Rewrite the rows between the line holding "[region] person walking" and the line holding "[[[183,157],[183,144],[181,140],[179,143],[179,156],[180,157]]]", inclusive, as a numbered list, omitting any blank lines.

**Contour labeling entries:**
start
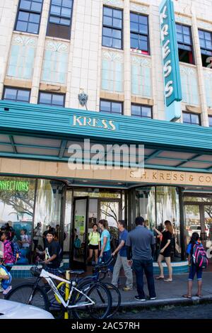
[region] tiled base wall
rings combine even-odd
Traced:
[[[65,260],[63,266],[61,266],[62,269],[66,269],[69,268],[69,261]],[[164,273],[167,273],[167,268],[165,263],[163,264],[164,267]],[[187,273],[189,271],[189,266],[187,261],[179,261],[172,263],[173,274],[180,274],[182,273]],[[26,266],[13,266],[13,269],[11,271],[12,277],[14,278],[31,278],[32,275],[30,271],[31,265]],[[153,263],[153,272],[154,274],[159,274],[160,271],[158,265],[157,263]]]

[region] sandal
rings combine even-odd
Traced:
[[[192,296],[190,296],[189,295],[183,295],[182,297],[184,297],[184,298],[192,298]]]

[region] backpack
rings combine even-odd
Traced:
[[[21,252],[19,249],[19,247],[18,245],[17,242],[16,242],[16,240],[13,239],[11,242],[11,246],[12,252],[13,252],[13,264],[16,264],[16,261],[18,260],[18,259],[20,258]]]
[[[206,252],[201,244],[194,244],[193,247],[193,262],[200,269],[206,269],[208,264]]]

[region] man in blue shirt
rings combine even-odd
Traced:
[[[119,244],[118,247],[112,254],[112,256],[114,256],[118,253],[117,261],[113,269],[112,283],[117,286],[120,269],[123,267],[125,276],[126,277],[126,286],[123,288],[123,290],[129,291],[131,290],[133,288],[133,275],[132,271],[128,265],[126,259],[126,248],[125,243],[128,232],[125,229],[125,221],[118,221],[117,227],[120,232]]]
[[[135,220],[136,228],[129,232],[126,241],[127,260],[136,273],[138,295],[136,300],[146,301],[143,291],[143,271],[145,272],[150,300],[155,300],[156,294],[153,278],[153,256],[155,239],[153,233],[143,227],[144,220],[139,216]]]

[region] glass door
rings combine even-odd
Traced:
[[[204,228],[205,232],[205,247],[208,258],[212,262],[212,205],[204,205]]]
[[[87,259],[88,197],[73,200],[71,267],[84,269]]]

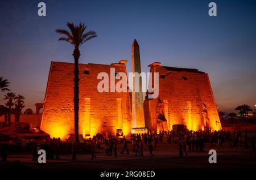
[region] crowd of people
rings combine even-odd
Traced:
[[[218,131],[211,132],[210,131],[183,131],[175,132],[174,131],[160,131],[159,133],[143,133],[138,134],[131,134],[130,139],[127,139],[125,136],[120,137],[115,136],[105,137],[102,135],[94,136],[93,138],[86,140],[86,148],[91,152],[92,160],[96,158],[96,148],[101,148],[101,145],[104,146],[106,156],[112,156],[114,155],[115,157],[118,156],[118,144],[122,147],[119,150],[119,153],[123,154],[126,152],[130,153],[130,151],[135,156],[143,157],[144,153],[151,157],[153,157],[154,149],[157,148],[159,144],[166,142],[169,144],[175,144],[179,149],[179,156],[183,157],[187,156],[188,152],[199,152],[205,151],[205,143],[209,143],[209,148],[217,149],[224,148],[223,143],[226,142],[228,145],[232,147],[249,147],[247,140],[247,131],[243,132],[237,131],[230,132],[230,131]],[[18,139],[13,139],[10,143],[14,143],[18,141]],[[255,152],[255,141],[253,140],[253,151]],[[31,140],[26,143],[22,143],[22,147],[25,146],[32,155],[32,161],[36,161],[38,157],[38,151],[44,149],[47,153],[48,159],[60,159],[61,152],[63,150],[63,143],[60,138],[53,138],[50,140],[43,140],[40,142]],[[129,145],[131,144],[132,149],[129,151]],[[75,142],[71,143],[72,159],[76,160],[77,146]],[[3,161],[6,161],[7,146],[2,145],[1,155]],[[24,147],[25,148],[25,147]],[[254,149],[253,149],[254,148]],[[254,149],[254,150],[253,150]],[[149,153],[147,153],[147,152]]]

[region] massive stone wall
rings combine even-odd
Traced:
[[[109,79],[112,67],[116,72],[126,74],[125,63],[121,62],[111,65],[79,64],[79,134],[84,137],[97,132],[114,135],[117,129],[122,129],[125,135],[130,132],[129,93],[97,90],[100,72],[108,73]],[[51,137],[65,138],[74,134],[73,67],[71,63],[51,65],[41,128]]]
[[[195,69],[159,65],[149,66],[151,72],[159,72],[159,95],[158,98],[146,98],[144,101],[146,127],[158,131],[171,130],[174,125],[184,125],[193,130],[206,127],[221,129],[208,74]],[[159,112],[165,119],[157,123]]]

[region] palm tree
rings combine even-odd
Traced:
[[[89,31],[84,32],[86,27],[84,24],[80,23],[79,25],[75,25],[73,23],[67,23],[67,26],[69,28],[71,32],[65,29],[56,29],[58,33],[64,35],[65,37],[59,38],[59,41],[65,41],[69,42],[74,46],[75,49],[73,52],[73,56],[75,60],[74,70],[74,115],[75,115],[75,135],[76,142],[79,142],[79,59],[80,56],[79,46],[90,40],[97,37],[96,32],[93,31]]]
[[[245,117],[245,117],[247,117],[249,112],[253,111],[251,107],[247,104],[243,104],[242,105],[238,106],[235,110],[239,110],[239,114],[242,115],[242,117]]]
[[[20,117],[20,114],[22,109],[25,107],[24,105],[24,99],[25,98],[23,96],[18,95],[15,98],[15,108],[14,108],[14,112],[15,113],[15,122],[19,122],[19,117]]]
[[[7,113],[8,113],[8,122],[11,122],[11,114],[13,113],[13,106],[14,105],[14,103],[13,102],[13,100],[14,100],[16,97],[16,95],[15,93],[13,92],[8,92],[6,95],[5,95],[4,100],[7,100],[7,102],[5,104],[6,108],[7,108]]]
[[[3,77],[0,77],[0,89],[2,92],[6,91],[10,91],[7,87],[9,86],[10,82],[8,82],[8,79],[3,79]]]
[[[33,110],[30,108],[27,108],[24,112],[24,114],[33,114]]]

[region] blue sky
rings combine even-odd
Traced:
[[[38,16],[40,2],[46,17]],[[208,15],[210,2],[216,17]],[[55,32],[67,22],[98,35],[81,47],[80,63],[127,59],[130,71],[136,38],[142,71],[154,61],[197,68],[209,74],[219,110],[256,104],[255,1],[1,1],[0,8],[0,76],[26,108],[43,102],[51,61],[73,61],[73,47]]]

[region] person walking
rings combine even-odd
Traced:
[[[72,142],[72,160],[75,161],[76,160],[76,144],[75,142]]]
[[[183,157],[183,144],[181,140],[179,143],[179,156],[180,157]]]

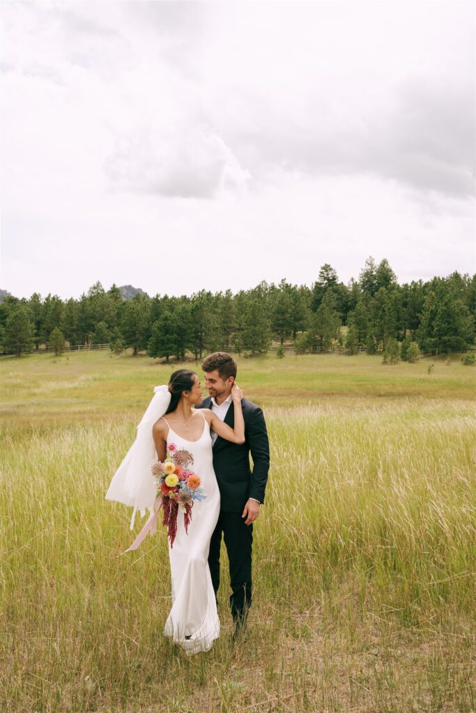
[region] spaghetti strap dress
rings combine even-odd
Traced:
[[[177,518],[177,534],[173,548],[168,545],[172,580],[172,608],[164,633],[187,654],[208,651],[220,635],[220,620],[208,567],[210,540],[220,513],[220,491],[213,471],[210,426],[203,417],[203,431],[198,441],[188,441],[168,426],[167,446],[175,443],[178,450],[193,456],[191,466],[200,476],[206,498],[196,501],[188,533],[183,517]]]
end
start
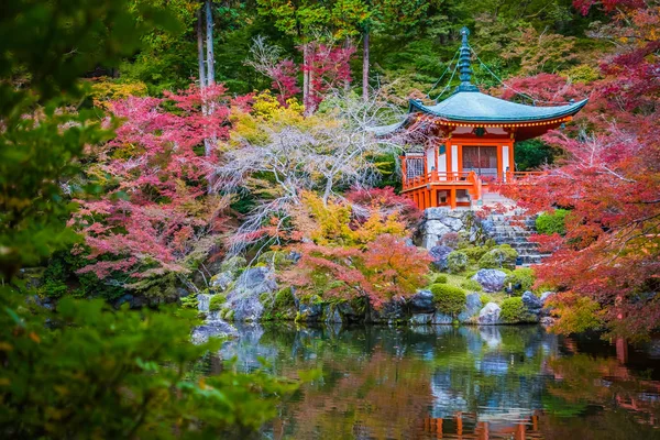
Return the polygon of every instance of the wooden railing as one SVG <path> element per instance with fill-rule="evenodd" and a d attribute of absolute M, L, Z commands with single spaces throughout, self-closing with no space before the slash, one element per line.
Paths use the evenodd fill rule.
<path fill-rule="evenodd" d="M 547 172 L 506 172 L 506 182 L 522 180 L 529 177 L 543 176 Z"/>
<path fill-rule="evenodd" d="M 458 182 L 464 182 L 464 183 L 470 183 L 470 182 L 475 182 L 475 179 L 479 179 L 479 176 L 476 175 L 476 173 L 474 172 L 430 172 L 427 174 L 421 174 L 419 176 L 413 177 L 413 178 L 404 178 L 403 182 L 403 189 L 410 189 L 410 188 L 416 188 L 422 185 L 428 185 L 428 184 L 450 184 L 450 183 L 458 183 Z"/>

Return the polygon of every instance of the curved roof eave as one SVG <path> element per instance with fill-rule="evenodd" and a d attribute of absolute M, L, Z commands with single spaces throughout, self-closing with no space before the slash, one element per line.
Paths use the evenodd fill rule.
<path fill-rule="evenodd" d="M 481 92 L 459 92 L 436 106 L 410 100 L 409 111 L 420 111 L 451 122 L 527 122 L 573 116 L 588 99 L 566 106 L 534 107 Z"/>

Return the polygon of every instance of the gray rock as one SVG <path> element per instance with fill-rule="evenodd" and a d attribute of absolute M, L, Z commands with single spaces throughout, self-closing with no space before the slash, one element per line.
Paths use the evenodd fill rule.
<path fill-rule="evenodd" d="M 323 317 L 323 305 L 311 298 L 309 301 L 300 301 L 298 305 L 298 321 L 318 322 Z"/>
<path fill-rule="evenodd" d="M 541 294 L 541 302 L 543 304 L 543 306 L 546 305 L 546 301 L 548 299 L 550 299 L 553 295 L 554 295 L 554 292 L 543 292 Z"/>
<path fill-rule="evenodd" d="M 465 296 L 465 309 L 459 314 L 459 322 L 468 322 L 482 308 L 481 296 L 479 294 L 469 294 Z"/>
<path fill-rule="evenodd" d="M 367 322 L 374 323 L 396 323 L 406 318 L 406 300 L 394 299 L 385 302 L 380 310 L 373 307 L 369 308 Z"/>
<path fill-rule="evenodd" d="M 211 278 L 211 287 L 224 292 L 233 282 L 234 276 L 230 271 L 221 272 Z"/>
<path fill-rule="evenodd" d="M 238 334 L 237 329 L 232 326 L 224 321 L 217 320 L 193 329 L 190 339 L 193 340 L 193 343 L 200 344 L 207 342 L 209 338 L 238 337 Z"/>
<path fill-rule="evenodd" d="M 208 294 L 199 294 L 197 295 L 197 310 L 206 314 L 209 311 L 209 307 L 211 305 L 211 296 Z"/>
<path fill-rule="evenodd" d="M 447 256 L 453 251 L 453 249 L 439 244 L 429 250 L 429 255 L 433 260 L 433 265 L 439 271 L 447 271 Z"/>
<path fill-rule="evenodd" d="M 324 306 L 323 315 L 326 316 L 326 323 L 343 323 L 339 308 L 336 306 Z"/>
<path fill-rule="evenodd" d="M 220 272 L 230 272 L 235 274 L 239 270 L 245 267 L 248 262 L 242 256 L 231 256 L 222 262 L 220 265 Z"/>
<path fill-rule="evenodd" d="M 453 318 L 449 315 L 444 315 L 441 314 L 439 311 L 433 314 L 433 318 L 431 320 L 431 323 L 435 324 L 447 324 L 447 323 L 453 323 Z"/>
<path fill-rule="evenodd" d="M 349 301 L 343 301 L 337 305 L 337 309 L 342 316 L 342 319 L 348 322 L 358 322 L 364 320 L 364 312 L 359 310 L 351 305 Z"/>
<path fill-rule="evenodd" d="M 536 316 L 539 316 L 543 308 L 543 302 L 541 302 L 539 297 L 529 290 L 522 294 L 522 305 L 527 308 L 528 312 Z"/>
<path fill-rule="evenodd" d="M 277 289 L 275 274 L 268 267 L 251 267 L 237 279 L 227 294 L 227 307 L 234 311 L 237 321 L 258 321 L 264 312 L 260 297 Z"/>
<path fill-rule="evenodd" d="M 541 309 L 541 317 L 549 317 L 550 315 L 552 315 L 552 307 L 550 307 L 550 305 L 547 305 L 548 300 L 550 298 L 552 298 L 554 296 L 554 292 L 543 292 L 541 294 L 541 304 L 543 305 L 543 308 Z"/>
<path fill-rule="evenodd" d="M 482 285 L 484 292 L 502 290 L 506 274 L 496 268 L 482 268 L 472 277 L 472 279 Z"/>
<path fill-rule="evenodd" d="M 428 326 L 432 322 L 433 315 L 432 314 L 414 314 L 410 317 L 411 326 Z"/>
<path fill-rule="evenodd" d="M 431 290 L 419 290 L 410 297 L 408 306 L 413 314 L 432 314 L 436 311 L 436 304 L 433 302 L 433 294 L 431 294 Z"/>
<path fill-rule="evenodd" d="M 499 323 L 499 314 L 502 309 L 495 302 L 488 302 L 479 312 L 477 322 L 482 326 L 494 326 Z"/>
end
**TASK RESPONSE:**
1. [region] person walking
2. rings combine even-odd
3. Traced:
4. [[[72,142],[72,160],[75,161],[76,160],[76,144],[75,142]]]
5. [[[183,157],[183,144],[181,140],[179,143],[179,156],[180,157]]]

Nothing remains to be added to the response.